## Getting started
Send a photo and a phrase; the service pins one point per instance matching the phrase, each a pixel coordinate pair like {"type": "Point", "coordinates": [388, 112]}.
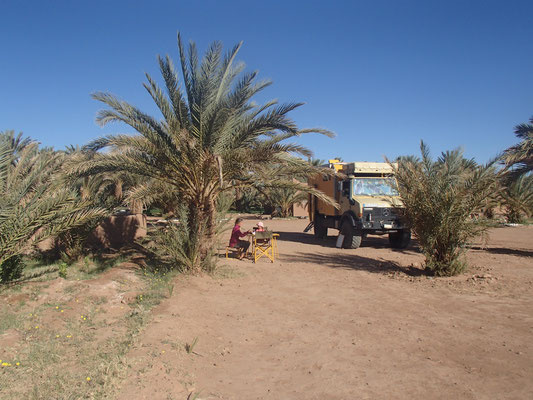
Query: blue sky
{"type": "Point", "coordinates": [381, 74]}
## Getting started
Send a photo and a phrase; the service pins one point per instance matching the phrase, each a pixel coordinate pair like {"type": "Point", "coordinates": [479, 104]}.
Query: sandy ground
{"type": "Point", "coordinates": [327, 323]}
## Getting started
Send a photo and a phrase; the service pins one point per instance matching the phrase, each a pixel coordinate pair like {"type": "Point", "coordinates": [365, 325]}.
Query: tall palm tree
{"type": "Point", "coordinates": [520, 156]}
{"type": "Point", "coordinates": [212, 137]}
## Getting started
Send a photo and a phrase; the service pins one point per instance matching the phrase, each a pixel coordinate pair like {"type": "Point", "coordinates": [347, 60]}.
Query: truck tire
{"type": "Point", "coordinates": [400, 239]}
{"type": "Point", "coordinates": [321, 231]}
{"type": "Point", "coordinates": [352, 236]}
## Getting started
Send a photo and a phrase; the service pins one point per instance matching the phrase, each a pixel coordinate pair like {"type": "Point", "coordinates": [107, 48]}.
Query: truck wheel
{"type": "Point", "coordinates": [400, 239]}
{"type": "Point", "coordinates": [321, 231]}
{"type": "Point", "coordinates": [352, 237]}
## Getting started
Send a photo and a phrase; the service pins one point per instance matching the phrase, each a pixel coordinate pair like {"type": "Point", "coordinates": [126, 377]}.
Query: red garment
{"type": "Point", "coordinates": [235, 235]}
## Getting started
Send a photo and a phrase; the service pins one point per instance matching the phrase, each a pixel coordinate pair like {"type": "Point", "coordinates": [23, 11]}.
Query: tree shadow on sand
{"type": "Point", "coordinates": [504, 251]}
{"type": "Point", "coordinates": [356, 262]}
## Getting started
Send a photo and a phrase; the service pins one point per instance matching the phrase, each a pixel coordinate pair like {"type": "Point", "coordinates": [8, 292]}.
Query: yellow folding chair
{"type": "Point", "coordinates": [264, 244]}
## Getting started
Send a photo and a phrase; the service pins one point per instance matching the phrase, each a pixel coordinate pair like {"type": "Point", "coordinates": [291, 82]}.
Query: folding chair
{"type": "Point", "coordinates": [264, 244]}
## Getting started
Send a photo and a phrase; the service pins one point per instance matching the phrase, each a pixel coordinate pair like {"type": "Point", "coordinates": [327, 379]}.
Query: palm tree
{"type": "Point", "coordinates": [440, 198]}
{"type": "Point", "coordinates": [520, 156]}
{"type": "Point", "coordinates": [517, 199]}
{"type": "Point", "coordinates": [33, 205]}
{"type": "Point", "coordinates": [212, 137]}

+++

■ **Task brief**
Restate all of the material above word for word. Pictures do not belong in it.

■ **Output**
## Getting started
Send a photo and a phrase; the service pins one point per instance matching the phrase, each a pixel coordinate pair like {"type": "Point", "coordinates": [388, 112]}.
Query: blue sky
{"type": "Point", "coordinates": [381, 74]}
## Getting started
Send a photo and a phrase; the service pins one point per instance matching the phrase, each a pixel coordinate pair like {"type": "Point", "coordinates": [479, 104]}.
Query: sandy ground
{"type": "Point", "coordinates": [327, 323]}
## Getting started
Send a photo and a phrase; the service pins one point per instance matching the phrase, each a pixel coordinate pair like {"type": "Point", "coordinates": [365, 325]}.
Query: tall palm tree
{"type": "Point", "coordinates": [520, 156]}
{"type": "Point", "coordinates": [212, 137]}
## Getting started
Send a photo and a phrase; the service pins one point per instance matching the phrase, each a pixel coordinate pair like {"type": "Point", "coordinates": [347, 60]}.
Query: truck tire
{"type": "Point", "coordinates": [400, 239]}
{"type": "Point", "coordinates": [321, 231]}
{"type": "Point", "coordinates": [352, 236]}
## Getting started
Send a photo and a phrase; the service pins one point per instance matching the phrase, each a pixel coordinate pair like {"type": "Point", "coordinates": [107, 48]}.
Query: truck wheel
{"type": "Point", "coordinates": [400, 239]}
{"type": "Point", "coordinates": [321, 231]}
{"type": "Point", "coordinates": [352, 237]}
## Getting started
Send a photo and a phrase; the service pins one point per instance matching the phrase, each a pixel coordinate pair like {"type": "Point", "coordinates": [126, 377]}.
Query: red garment
{"type": "Point", "coordinates": [235, 235]}
## Getting started
Send a photo and a phrase; the service pins one point per instance matching the phrase, each a pixel coordinate pair like {"type": "Point", "coordinates": [23, 11]}.
Query: tree shadow on sand
{"type": "Point", "coordinates": [504, 251]}
{"type": "Point", "coordinates": [356, 262]}
## Getting started
Send a photo and a phrase; the service pins one point per instance matching the phrase, each a pixel coordinate pair like {"type": "Point", "coordinates": [8, 292]}.
Query: yellow folding chair
{"type": "Point", "coordinates": [264, 244]}
## Getting started
Send a photo and a phrase; the service pins one point per instance matching the phrase, each a pixel coordinate pair like {"type": "Point", "coordinates": [291, 82]}.
Query: folding chair
{"type": "Point", "coordinates": [264, 244]}
## Getting started
Send a photo and a phrase; the service pins one point per instance matching the phrase, each a pixel coordinate pair like {"type": "Point", "coordinates": [327, 379]}.
Query: palm tree
{"type": "Point", "coordinates": [440, 198]}
{"type": "Point", "coordinates": [520, 156]}
{"type": "Point", "coordinates": [517, 199]}
{"type": "Point", "coordinates": [33, 205]}
{"type": "Point", "coordinates": [212, 137]}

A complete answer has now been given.